EXERCISE PASSAGE –
Stephen King’s Best Horror Movie Is Also His Funniest
The best and funniest Stephen King movie is 1982's Creepshow.
Stephen King is one of the most successful authors to have ever lived, barring no format. He has had immense success with his novels, short stories, screenplays, films, television shows, and pretty much anything else you can think of, as long as it’s horror. This is somewhat unfair; while Stephen King is undeniably the modern master of horror, he also has written in many other genres throughout his career and can be extremely, darkly, acidly funny when he wants to be.
All of this is to say that the best and most representative of all of Stephen King’s films is also his funniest: the anthology film Creepshow, which was released in 1982 to moderate box office returns and mixed reviews. However, Creepshow holds a unique place in the works of Stephen King; not only is it the first screenplay he ever wrote and a lengthy and loving tribute to the horror comics he consumed as a child, but it is actually pretty hilariously funny. The humor may be nasty and gory and pretty cheesy, but no one can deny that it does not hit as hard as the deaths.
Creepshow is essentially five Stephen King short stories (two of which he adapted from existing stories, three written for the film), bookended by live-action sequences, and separated by animated transitions showing glimpses of old-fashioned advertisements for X-Ray glasses and “genuine” voodoo dolls. It makes a lot of sense when you realize that the film is an elaborate homage to the EC Comics of the 1950s, which heavily published grisly comics until moral panic and pandering pushed the industry into the superhero genre. The most famous of those comics, Tales from the Crypt was eventually turned into a famous HBO series and a little-known film, Creepshow is Stephen King’s love letter to the gruesome, often morally-tinged genre as a whole.

TO DO –
1 – Condense the paragraph of the Creepshow article that begins "Stephen King is one of the most successful authors" into two sentences, keeping its main facts.
2 – Output the stretch of the Creepshow article from "Stephen King is one" through "wants to be.", word for word.

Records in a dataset
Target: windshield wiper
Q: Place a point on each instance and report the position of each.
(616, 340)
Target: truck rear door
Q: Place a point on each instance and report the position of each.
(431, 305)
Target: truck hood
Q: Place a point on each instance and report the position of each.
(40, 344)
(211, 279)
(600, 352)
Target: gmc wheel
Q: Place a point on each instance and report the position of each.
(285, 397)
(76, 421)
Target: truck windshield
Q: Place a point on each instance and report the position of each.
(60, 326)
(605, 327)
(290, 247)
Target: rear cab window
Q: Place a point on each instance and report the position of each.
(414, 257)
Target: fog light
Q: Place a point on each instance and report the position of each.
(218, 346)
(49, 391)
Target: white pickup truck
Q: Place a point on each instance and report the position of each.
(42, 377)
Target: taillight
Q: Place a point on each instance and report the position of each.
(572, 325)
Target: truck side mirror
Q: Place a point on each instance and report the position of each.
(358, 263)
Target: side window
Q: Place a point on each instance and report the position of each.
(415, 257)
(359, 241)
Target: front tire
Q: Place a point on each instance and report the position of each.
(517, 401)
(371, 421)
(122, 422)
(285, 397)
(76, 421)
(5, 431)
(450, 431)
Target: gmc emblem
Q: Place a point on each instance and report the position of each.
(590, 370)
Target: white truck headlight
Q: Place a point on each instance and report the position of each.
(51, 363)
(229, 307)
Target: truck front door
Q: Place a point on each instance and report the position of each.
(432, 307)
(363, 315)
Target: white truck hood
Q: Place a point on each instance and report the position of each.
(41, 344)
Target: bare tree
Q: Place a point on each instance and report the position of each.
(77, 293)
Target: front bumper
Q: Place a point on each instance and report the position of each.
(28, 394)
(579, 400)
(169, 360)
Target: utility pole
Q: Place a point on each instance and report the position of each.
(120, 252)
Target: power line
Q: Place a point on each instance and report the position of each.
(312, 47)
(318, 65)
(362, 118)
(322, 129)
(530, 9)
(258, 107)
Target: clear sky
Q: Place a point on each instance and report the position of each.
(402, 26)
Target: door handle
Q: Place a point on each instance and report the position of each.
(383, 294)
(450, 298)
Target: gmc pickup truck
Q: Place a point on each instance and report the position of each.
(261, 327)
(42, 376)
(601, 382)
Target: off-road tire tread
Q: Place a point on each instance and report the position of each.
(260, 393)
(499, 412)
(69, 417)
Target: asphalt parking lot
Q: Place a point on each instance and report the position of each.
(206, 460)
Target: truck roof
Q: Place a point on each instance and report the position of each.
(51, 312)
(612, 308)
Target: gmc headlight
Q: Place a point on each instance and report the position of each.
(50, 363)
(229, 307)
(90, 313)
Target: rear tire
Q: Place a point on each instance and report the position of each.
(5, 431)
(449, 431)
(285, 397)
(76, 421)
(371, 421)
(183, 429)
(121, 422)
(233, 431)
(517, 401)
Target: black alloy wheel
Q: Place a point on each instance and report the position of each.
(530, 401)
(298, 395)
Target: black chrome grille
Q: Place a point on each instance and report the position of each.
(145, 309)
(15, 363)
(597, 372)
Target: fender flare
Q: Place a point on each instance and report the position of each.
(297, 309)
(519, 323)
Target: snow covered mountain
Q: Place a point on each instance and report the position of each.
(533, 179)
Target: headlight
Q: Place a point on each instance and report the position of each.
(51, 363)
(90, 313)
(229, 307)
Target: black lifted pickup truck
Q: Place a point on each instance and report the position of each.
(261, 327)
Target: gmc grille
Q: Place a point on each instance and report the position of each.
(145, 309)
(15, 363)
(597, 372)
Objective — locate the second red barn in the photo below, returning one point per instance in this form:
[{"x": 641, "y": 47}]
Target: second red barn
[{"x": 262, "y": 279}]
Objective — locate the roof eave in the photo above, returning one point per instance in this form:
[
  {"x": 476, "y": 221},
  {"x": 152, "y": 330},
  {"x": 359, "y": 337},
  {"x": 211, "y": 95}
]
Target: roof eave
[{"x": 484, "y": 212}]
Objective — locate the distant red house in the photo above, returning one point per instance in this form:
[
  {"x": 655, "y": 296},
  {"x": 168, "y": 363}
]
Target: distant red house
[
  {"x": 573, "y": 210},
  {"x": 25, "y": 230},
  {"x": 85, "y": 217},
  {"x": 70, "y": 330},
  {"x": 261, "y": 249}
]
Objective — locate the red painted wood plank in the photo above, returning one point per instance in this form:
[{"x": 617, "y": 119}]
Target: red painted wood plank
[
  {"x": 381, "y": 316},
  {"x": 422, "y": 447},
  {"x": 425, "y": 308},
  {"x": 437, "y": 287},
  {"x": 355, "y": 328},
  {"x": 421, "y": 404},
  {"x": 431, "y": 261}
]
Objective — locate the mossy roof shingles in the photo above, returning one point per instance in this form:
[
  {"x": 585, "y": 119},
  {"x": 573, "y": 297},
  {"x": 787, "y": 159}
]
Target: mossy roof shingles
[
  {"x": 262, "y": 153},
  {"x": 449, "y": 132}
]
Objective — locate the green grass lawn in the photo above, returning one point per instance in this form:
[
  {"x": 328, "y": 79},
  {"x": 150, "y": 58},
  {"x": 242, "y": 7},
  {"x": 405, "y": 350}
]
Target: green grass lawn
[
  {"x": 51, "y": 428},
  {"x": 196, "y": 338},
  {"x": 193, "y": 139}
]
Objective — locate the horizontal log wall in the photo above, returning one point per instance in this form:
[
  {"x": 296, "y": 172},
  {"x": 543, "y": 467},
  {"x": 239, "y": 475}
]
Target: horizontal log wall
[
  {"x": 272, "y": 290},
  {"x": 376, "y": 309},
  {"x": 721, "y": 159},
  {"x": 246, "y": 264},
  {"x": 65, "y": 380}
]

RESULTS FOR EACH TASK –
1 – Stephen King is among the most successful authors in any format, with great success in novels, short stories, screenplays, films, and television, nearly all of it in horror. That reputation is somewhat unfair: although he is the modern master of horror, he has written in many other genres and can be darkly, acidly funny.

2 –
Stephen King is one of the most successful authors to have ever lived, barring no format. He has had immense success with his novels, short stories, screenplays, films, television shows, and pretty much anything else you can think of, as long as it’s horror. This is somewhat unfair; while Stephen King is undeniably the modern master of horror, he also has written in many other genres throughout his career and can be extremely, darkly, acidly funny when he wants to be.